**Stated goal**
Retype everything in the Latvian news passage from "Latvian Ice Hockey" down to "of the arena.", keeping each word and mark unchanged.

**Given passage**
The entire package of 102 million shares of Latvijas kugnieciba (Latvian Shipping Co.) were sold at 0.35 lats ($0.57) per share at an auction on the Riga Stock Exchange on 25 June, LETA reported. Latvian investors purchased 61.43 percent of the shares and the sole international investor, Hansapank Estonia, purchased 38.57 percent. The shares comprise 51 percent of the company. On 8 April, an additional 32 percent of the shares were exchanged for privatization vouchers. The demand for the shares on the local market was 5.8 times greater than the 25 June offer. On learning that the joint-stock company Ventspils nafta (VN), in which the state still holds a 43.62 percent stake, purchased more than 60 percent of the offered shares, former Economy Minister Ainars Slesers questioned whether the sale was beneficial, as part of the VN shares will later be exchanged for privatization vouchers. He called on Economy Minister Aigars Kalvitis to resign.

Latvian Ice Hockey Federation President Kirovs Lipmans told LETA on 24 June that the uncertainty over the construction of a new ice-hockey arena in Riga is hampering the organization of the 2006 World Ice Hockey Championship in Latvia. He said Latvia will have to report on preparatory work for the championship to the International Ice Hockey Federation (IIHF) in September, and that if no progress is made by then it will be difficult to demonstrate Latvia's ability to organize the event. The agreement Latvia signed with the IIHF on 15 October 2001 to host the 2006 championship specifically stipulated that a new ice arena be built. The initial selection of a company to construct the arena was canceled in May (and no new investors have come forward). Lipmans said that an essential problem was the failure of the Riga City Council to offer a site for the construction of the arena.

Armenian President Kocharian began an official two-day visit to Latvia on 26 June with a meeting with his Latvian counterpart Vaira Vike-Freiberga, LETA reported. The presidents discussed various issues, with Kocharian expressing interest in Latvia's experience in seeking EU membership, as his country would also like to join the union in the future. They expressed the hope that bilateral trade would increase once Armenia joins the World Trade Organization. The two presidents were present at the signing by Foreign Ministry State Secretary Maris Riekstins and Armenian Deputy Foreign Minister Tatul Markarian of an agreement on readmission of persons and an agreement on travel between the two countries. Kocharian also held talks with parliamentary Chairman Janis Straume and members of the Latvian-Armenian parliamentary cooperation group. At a dinner in the Armenian president's honor, Vike-Freiberga stressed the benefits of greater cooperation between the countries, noting with satisfaction that while it headed the Council of Europe's Committee of Ministers in 2001, Latvia succeeded in achieving Armenia's admission to the organization. On 27 June, Kocharian met with Prime Minister Berzins before flying to Tallinn.

**Data excerpt**

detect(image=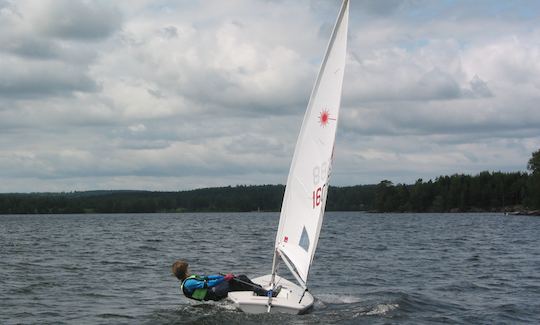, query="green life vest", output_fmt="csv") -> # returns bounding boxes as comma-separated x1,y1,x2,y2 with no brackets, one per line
180,275,208,301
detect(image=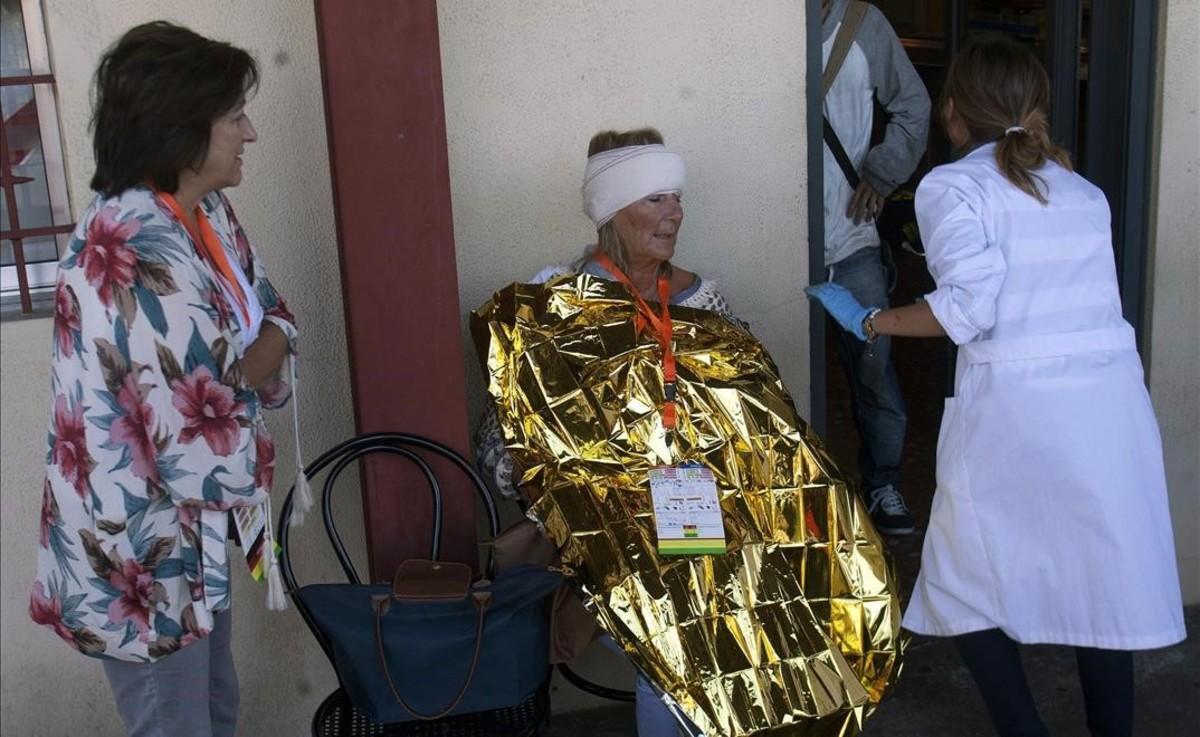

**Correct response**
Latvian Ice Hockey Federation President Kirovs Lipmans told LETA on 24 June that the uncertainty over the construction of a new ice-hockey arena in Riga is hampering the organization of the 2006 World Ice Hockey Championship in Latvia. He said Latvia will have to report on preparatory work for the championship to the International Ice Hockey Federation (IIHF) in September, and that if no progress is made by then it will be difficult to demonstrate Latvia's ability to organize the event. The agreement Latvia signed with the IIHF on 15 October 2001 to host the 2006 championship specifically stipulated that a new ice arena be built. The initial selection of a company to construct the arena was canceled in May (and no new investors have come forward). Lipmans said that an essential problem was the failure of the Riga City Council to offer a site for the construction of the arena.